Transcribe every line of the listing below without any deviation.

Input records |
[BEGIN]
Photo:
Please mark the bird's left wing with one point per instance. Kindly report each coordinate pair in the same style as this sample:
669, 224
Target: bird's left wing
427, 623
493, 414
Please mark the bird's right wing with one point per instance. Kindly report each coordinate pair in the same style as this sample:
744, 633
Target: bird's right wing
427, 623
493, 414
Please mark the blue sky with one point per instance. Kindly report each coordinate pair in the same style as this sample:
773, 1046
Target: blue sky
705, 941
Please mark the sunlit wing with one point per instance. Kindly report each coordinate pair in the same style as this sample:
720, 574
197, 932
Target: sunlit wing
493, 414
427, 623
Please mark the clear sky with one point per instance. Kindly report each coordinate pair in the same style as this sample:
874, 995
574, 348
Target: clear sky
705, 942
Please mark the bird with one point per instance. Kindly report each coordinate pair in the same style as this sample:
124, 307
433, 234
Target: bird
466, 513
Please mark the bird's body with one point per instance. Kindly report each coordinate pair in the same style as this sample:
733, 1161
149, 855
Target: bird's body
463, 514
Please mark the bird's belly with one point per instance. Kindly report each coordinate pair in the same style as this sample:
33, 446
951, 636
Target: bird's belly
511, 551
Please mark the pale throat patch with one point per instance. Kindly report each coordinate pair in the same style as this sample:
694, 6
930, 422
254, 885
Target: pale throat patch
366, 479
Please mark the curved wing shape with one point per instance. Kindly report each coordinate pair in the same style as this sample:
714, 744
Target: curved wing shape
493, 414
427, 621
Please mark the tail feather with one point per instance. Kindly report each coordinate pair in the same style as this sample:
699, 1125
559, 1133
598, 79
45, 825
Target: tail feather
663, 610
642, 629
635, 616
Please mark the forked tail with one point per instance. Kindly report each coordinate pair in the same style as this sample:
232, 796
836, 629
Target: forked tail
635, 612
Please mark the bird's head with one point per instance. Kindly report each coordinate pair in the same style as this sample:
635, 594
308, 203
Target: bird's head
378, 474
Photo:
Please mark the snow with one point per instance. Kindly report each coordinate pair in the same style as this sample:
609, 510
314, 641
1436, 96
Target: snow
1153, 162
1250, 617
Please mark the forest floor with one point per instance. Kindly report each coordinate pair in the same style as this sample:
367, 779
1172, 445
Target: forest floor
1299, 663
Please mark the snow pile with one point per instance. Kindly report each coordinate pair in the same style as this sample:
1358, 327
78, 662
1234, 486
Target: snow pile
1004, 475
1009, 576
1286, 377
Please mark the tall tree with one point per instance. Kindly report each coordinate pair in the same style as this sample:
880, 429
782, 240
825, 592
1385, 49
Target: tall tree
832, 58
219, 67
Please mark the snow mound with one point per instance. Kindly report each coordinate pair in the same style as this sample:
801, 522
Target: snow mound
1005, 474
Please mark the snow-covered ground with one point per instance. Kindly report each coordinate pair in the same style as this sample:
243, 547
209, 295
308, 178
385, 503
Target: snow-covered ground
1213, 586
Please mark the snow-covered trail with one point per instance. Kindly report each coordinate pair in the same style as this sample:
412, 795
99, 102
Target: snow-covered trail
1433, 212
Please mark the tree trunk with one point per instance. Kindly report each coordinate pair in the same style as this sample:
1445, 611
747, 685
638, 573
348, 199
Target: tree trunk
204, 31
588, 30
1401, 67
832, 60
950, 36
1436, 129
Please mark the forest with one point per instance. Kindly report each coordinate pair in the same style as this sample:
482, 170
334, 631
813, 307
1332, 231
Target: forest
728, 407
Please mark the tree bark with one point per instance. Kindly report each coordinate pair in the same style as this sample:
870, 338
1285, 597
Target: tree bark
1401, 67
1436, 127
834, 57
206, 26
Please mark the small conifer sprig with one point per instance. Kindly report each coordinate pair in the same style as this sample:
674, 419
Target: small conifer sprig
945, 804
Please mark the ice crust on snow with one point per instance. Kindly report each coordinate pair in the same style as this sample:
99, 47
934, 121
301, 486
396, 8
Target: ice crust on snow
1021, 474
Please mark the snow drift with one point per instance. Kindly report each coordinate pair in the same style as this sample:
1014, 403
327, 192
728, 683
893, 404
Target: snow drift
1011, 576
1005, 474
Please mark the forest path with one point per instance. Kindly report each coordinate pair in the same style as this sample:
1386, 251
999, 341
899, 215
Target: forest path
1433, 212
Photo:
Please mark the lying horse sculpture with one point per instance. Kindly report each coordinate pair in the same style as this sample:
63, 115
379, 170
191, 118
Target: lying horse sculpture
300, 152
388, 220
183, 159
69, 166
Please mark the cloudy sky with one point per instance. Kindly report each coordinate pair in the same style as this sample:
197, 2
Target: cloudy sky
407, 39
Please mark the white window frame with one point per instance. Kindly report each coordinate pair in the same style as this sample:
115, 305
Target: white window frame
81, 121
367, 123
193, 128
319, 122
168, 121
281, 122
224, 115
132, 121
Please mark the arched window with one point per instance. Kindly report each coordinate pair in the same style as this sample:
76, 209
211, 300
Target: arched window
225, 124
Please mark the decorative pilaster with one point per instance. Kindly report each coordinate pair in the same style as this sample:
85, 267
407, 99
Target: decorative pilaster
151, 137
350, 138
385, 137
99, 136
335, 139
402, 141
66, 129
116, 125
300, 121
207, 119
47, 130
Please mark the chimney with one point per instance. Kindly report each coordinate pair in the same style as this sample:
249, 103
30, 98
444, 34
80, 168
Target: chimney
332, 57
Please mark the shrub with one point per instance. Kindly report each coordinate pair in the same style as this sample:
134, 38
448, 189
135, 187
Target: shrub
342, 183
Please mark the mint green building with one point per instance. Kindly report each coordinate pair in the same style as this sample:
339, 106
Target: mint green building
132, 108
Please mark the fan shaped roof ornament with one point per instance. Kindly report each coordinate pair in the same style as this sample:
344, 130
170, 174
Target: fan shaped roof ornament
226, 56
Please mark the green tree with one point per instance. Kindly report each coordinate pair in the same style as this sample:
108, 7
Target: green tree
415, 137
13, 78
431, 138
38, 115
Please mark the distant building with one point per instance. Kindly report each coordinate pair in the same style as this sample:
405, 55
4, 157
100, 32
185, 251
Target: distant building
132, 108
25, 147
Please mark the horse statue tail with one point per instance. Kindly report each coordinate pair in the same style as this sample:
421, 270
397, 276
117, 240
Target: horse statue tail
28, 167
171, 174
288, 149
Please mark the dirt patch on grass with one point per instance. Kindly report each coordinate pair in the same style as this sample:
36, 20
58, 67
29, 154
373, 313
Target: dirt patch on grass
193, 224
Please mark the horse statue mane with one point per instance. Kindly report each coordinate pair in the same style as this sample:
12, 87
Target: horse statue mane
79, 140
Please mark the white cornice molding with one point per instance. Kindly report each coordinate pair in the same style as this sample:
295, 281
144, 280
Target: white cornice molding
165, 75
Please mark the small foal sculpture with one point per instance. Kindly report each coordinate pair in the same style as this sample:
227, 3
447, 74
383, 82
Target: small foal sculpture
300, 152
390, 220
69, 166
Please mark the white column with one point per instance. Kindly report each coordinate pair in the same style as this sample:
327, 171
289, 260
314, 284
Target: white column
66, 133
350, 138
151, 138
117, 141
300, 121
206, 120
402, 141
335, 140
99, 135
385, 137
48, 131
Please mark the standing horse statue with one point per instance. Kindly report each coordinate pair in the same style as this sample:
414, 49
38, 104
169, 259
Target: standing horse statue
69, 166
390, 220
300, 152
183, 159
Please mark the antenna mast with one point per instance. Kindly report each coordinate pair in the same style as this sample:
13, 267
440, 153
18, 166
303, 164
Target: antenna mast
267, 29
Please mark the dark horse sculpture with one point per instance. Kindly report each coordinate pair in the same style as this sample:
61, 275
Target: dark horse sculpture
[END]
Response |
Photo:
Please mark the bird's left wing with one point per instance. Kindly report each coordinate pair in the same style as this sample:
669, 224
Target: bird's left wing
427, 623
493, 414
Please mark the bird's right wing with one point per instance. Kindly report each coordinate pair in the same style as this sample:
744, 633
Target: bird's right wing
427, 623
493, 414
Please mark the blue sky with one point per instance. Kindly report each coordinate pair in the same style as this sample:
773, 1046
Target: blue sky
705, 941
Please mark the sunlit wing with one point per instance. Kindly report each coordinate pair in the same style as this sample:
720, 574
197, 932
Target: sunlit wing
493, 414
427, 623
Please mark the clear sky with one point per instance. Kindly report each coordinate pair in the same style as this sample:
874, 995
574, 348
Target: clear sky
705, 942
Please mark the bird with one point per instance. Kindly report each coordinate pair in the same style as this sample:
124, 307
433, 234
Target: bird
466, 513
Please mark the bird's body with one point per instance. Kindly report each coordinate pair in the same style as this sample:
733, 1161
149, 855
Target: bird's body
463, 514
Please mark the bird's belly with one point per instance. Kindly report each coordinate pair in the same style as this sample:
33, 446
951, 636
Target: bird's belly
511, 551
Please mark the pale throat patch with one point per instance. Kindly report each coordinate pair in the same style as this sample:
694, 6
930, 422
254, 885
Target: pale throat patch
366, 479
Please mark the curved wing shape with one point per instance. Kindly report each coordinate pair in the same style as this sample:
714, 744
Target: curved wing shape
493, 414
427, 621
Please mark the tail feather with one point per instance. Kindly report each coordinate pair in the same style as this sample:
699, 1125
559, 1133
598, 79
45, 825
Target: tail feather
663, 610
642, 629
635, 616
Please mark the forked tail with one point per instance. Kindly report each coordinate pair in the same style as this sample:
232, 796
836, 629
Target: forked tail
635, 612
Please mark the bird's head with one point per instance. Kindly report each coordinate pair in the same style as this sample:
635, 594
308, 203
Target: bird's head
378, 474
Photo:
Please mark the snow with one point per instance. Kindly report each coordinate pair in the same style as this sample:
609, 510
314, 641
1436, 96
Target: snow
1153, 162
1250, 617
Please mark the forest floor with one point per instance. Kindly report each coordinate pair in the same style as this sample:
367, 779
1172, 445
Target: forest floor
1299, 663
Please mark the snow pile with one point per instance. Kindly report each coordinate pair in the same style as this sample:
1358, 327
78, 662
1234, 486
Target: snow pile
1004, 475
1009, 576
1286, 377
Please mark the tall tree with one point per instance. Kindly report each coordinate pair in the same style as this sample:
880, 429
782, 240
825, 592
1385, 49
Target: tall tree
832, 58
219, 67
Please mark the snow mound with one point per instance. Kindly report each coordinate pair in the same style as this sample:
801, 522
Target: snow mound
1005, 474
Please mark the snow-covered ground with one point per instance. Kindly report each coordinate pair in the same style as this sample:
243, 547
209, 295
308, 178
385, 503
Target: snow-covered ground
1213, 586
Please mark the snow-covered trail with one point per instance. Kindly report each coordinate pair in the same style as this sample:
412, 795
99, 102
Target: snow-covered trail
1433, 212
Please mark the tree trunk with one point per instance. Kindly report each coordinate pair in the same style as this sample:
1445, 611
747, 685
638, 573
348, 199
Target: tree trunk
204, 31
588, 30
1401, 67
832, 60
950, 36
1436, 129
Please mark the forest with one point per instance. Kindly report each coordinate pair in the same style as this sample:
482, 170
334, 631
813, 307
1332, 231
Target: forest
728, 407
Please mark the tree bark with one point per instance. Kindly report each coordinate pair in the same style as this sample:
870, 338
1285, 597
Target: tree bark
1401, 67
1436, 127
834, 57
206, 26
Please mark the small conifer sprig with one point per instance. Kindly report each coordinate pair in the same style as this sample:
674, 419
Target: small conifer sprig
945, 804
Please mark the ice crust on snow with one point per instance. Kindly report each coordinate pair in the same style as this sample:
99, 47
934, 121
301, 486
396, 8
Target: ice crust on snow
1021, 474
Please mark the snow drift with one point per instance. Kindly report each coordinate pair in the same style as this sample:
1014, 403
327, 192
728, 683
893, 404
Target: snow drift
1011, 576
1005, 474
Please mark the forest path with one point per instance. Kindly report each coordinate pair in the same style as this sample:
1386, 251
999, 341
899, 215
Target: forest path
1433, 212
Photo:
Please mark the lying horse sculpture with one point per instance. Kindly report each coordinate pair in the same style as this sample:
63, 115
379, 170
191, 118
Target: lying horse sculpture
300, 152
388, 220
183, 159
69, 166
Please mark the cloudy sky with one point per instance. Kindly report each coordinate pair in the same style as this sample:
197, 2
Target: cloudy sky
407, 39
Please mark the white window frame with one point per instance. Kindly report each coordinate pair in the same style as this sample:
115, 305
Target: white window frame
81, 121
367, 123
193, 128
319, 122
168, 121
281, 122
224, 115
132, 121
Please mark the arched window with one point per instance. Kindly report each coordinate pair in the same style as this sample:
76, 209
211, 300
Target: arched window
225, 124
Please mark the decorative pilaster with one point per instance. Kindly report each coordinate pair in the same style as this sample:
85, 267
407, 99
Target: decorative pilaster
151, 137
350, 138
385, 137
99, 136
335, 139
402, 141
66, 129
116, 125
300, 121
207, 119
47, 130
Please mark the chimney with one point per instance. Kindly report each coordinate pair in the same style as this sample:
249, 103
30, 98
444, 34
80, 168
Target: chimney
332, 57
Please mark the shrub with one point per instance. Kindly report each coordinate pair in the same style as this sample:
134, 38
448, 189
135, 187
Target: shrub
342, 183
Please mark the mint green building with one point per instance. Kindly report each coordinate pair in the same style as this sample:
339, 106
Target: mint green building
132, 108
Please mark the fan shaped roof ornament with one point per instance. Kindly report each coordinate pair in the same style as this sample:
344, 130
170, 174
Target: fan shaped roof ornament
226, 56
Please mark the green tree with one point per instance. Kindly report each coordinate pair in the same style as this sample:
108, 7
Target: green tree
415, 137
13, 78
431, 138
38, 115
Please mark the distant building with one point per instance. Kindly report each coordinate pair in the same style as this sample:
405, 55
4, 157
100, 32
185, 251
Target: distant building
132, 108
25, 147
Please mark the horse statue tail with one point per instance. Kindly report each coordinate pair in the same style as this sample:
421, 270
397, 276
117, 240
Target: horse statue tail
28, 167
171, 174
288, 149
Please mark the dirt patch on grass with one point per instance. Kindly report each coordinate pair in the same style as this sample:
36, 20
58, 67
29, 154
373, 313
Target: dirt patch on grass
193, 224
Please mark the horse statue mane with one point per instance. Kindly report each coordinate pair in the same style as this sample:
12, 87
Target: horse statue mane
79, 140
Please mark the white cornice molding with one point per instance. Kindly report each coordinate pair in the same style as this sample:
295, 281
144, 280
Target: white cornice molding
165, 75
Please mark the small foal sculpture with one point per instance. Kindly report each coordinate pair in the same style as this sample:
227, 3
447, 74
383, 82
Target: small foal sculpture
300, 152
390, 220
69, 166
Please mark the white column with one point per instance. Kindly report each coordinate pair in the same style as this sample:
327, 171
289, 260
314, 284
Target: white column
66, 133
350, 138
151, 138
117, 141
300, 121
206, 120
402, 141
335, 140
99, 135
385, 137
48, 131
Please mark the standing horse statue with one point per instance. Kindly report each coordinate pair in the same style as this sample:
414, 49
38, 104
169, 259
Target: standing horse statue
69, 166
390, 220
300, 152
183, 159
Please mark the antenna mast with one point per instance. Kindly report each coordinate pair in the same style as this sample:
13, 267
440, 153
18, 166
303, 164
Target: antenna mast
267, 29
Please mark the dark horse sculpture with one point per instance. Kindly report each coordinate pair in the same style as this sample:
61, 275
Target: dark horse sculpture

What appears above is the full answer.